> Dataset records
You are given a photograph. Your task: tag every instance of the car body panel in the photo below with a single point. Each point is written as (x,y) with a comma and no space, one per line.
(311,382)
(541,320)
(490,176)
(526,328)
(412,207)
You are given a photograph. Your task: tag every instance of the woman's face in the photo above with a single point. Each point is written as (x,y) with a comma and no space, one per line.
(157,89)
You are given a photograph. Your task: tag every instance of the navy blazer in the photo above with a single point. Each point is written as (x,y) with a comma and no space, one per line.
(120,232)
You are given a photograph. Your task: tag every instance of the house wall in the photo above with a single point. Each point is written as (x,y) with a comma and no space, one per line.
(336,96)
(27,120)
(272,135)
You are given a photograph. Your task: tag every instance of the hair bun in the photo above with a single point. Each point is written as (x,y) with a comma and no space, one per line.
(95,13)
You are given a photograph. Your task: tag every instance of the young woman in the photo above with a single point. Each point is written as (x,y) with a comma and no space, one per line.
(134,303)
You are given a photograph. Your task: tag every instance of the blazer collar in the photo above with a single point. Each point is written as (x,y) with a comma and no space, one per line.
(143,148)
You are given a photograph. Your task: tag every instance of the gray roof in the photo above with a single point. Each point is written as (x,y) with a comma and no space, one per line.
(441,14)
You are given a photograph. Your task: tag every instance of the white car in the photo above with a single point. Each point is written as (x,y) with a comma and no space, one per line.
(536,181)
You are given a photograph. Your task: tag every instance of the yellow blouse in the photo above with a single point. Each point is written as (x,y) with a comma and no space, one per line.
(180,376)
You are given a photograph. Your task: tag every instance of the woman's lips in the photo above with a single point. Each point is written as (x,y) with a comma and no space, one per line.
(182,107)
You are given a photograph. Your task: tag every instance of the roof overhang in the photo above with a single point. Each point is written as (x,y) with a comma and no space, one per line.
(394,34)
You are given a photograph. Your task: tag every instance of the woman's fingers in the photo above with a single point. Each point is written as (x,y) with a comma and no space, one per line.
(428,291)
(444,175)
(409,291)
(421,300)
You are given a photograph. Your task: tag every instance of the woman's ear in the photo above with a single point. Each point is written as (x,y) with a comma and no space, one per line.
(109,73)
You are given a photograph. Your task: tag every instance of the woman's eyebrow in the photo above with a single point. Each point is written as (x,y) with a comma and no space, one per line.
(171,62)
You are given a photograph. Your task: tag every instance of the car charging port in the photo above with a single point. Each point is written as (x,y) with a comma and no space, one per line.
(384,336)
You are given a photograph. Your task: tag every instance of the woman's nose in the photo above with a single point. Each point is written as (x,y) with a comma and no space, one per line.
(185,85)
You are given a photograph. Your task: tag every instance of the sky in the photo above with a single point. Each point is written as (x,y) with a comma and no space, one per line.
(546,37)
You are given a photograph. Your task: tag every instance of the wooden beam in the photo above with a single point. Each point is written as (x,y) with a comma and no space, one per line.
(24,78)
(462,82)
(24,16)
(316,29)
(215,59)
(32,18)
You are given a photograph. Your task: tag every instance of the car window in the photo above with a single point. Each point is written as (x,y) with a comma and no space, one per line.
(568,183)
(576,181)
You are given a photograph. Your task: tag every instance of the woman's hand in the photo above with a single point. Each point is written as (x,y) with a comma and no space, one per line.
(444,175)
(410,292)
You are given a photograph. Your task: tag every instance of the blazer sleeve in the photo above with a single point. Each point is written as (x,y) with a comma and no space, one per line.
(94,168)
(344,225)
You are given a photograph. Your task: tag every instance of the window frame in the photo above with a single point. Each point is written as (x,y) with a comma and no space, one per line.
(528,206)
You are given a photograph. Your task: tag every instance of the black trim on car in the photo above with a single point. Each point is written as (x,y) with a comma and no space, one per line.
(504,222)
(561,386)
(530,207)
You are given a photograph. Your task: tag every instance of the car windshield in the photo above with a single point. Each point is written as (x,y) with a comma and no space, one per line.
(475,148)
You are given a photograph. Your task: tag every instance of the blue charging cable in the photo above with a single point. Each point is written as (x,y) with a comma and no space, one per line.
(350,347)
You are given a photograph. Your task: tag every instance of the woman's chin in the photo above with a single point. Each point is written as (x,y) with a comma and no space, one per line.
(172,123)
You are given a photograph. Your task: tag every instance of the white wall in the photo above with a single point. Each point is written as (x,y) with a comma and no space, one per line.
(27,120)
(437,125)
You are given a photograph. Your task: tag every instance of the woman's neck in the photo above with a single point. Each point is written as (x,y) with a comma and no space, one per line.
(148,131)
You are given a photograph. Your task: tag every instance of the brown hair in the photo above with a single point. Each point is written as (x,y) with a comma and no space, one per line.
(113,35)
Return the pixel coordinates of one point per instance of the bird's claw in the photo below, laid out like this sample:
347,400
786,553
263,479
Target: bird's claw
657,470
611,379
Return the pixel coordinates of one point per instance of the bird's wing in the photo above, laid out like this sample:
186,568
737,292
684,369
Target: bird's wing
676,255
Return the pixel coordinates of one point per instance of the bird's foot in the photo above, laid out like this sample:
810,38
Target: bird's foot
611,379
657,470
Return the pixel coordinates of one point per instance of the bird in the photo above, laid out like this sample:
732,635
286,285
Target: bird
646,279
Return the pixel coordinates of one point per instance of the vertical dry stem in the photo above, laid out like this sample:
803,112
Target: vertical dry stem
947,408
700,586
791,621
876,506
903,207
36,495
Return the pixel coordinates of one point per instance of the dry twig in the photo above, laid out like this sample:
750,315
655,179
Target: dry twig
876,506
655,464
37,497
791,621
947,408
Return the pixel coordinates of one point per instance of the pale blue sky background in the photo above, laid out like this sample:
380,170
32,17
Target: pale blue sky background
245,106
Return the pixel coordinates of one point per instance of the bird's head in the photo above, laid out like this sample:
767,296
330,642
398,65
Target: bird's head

> How to complete this task
Every line from the data above that contains "laid" must appear in the answer.

> Exercise solution
Return the pixel coordinates of one point per instance of the bird's claw in the photo below, laid out like this sample:
Return the pixel coordinates of one point per instance of the bird's wing in the photo above, laid out like this sample:
Return the pixel coordinates of one point per instance of the bird's foot in the photo above, laid out like this sample:
Return the pixel coordinates of one point per instance of the bird in the photo above, laid out like this sample:
Return the pixel coordinates of one point per instance of the vertical dry stem in the photo above, laid out like this sample:
Return the pixel coordinates of one point per instance of the dry twig in the photo above, laid out like this sample:
Return the pixel coordinates of one point per instance of the pale blue sky background in the photo above, laid out like this sample:
Return the pixel coordinates of one point per instance of the bird's head in the photo above, laid out like this sample:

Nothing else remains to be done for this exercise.